- Task instructions
Below are records; output all of them exactly.

[Items listed in a dataset]
*** Begin section ***

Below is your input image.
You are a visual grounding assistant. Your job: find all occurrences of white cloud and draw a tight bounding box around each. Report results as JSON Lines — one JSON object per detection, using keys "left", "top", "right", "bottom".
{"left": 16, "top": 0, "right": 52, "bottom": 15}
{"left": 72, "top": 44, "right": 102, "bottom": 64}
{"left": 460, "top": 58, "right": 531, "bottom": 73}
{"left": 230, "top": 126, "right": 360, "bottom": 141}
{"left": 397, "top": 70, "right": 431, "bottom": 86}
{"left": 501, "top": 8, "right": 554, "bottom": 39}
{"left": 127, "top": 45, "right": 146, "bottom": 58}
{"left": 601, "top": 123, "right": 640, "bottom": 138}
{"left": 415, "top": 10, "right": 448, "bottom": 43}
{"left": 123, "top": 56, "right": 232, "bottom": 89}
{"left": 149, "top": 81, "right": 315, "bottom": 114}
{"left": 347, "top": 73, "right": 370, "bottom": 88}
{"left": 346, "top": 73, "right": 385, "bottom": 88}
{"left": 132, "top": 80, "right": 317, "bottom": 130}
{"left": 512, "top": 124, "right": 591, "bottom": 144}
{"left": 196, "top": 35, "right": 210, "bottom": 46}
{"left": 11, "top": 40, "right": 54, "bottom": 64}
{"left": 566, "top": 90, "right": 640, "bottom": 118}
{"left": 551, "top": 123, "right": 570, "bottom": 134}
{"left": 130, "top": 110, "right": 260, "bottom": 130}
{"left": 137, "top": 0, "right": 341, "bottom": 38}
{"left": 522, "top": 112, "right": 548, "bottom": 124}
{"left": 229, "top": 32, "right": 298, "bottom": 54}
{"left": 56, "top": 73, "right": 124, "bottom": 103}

*** End section ***

- Written response
Below is your input image.
You are a visual grounding assistant. Your job: find all occurrences of white cloud and draw a tight bounding box around each. Report results as JSON Lines — one JSON object per detection, using keys "left", "top", "right", "bottom".
{"left": 16, "top": 0, "right": 52, "bottom": 15}
{"left": 72, "top": 44, "right": 102, "bottom": 64}
{"left": 460, "top": 58, "right": 531, "bottom": 73}
{"left": 230, "top": 126, "right": 360, "bottom": 141}
{"left": 397, "top": 70, "right": 431, "bottom": 86}
{"left": 501, "top": 8, "right": 554, "bottom": 39}
{"left": 127, "top": 45, "right": 146, "bottom": 58}
{"left": 601, "top": 123, "right": 640, "bottom": 138}
{"left": 415, "top": 10, "right": 448, "bottom": 43}
{"left": 123, "top": 56, "right": 232, "bottom": 89}
{"left": 149, "top": 81, "right": 315, "bottom": 114}
{"left": 347, "top": 73, "right": 370, "bottom": 88}
{"left": 346, "top": 73, "right": 385, "bottom": 88}
{"left": 132, "top": 80, "right": 317, "bottom": 130}
{"left": 512, "top": 124, "right": 591, "bottom": 144}
{"left": 196, "top": 35, "right": 210, "bottom": 46}
{"left": 11, "top": 40, "right": 54, "bottom": 64}
{"left": 566, "top": 90, "right": 640, "bottom": 118}
{"left": 551, "top": 123, "right": 570, "bottom": 134}
{"left": 130, "top": 110, "right": 260, "bottom": 130}
{"left": 137, "top": 0, "right": 341, "bottom": 38}
{"left": 522, "top": 112, "right": 548, "bottom": 124}
{"left": 229, "top": 32, "right": 298, "bottom": 54}
{"left": 56, "top": 73, "right": 124, "bottom": 103}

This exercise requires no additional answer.